##### SOURCE INFORMATION

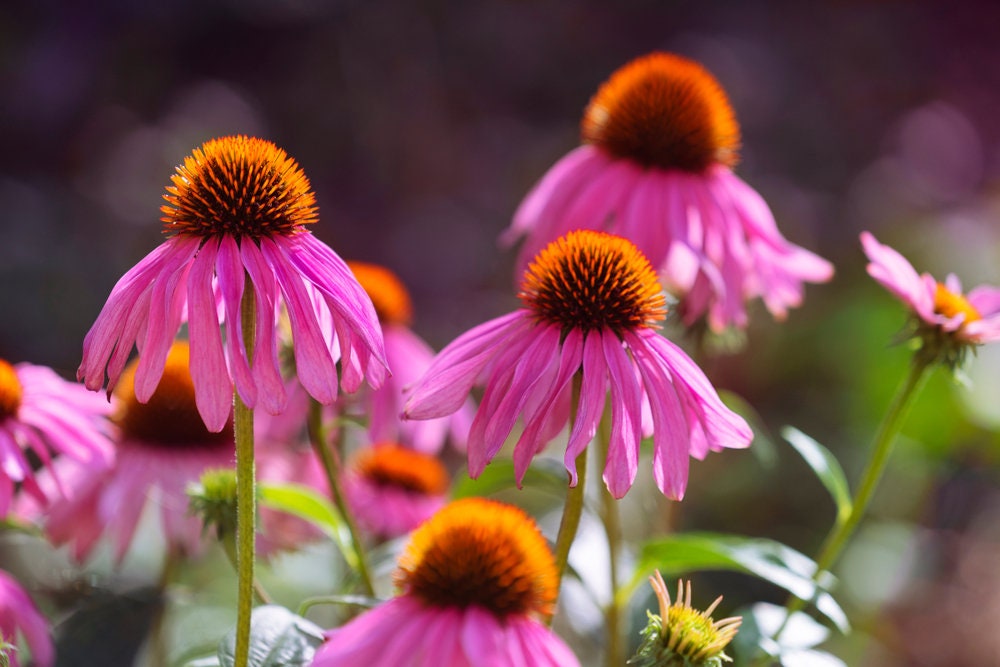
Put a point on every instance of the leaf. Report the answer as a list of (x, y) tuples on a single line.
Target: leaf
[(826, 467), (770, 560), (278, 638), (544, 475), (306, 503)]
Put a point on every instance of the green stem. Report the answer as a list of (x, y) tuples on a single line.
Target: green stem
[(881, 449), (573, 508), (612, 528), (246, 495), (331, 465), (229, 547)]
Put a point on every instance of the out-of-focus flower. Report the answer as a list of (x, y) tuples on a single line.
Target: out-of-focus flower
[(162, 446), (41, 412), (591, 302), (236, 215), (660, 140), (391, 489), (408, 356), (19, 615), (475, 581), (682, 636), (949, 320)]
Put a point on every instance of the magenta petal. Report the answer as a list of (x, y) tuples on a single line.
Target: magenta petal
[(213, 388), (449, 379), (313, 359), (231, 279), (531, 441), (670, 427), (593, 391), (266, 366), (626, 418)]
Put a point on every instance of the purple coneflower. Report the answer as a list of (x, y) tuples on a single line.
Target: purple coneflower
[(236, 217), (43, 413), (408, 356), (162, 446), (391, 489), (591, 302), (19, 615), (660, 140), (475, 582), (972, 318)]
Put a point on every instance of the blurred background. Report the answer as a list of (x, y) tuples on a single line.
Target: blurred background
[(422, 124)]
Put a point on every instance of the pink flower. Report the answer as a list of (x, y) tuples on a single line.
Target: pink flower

##########

■ ASSIGNED TASK: From the data above, gather every line that includes the word "pink".

■ EXERCISE SOLUTION:
Put a point on every instance of the pink flower. Report the answer as a list of (x, y) tuples on a single line.
Target: pink flower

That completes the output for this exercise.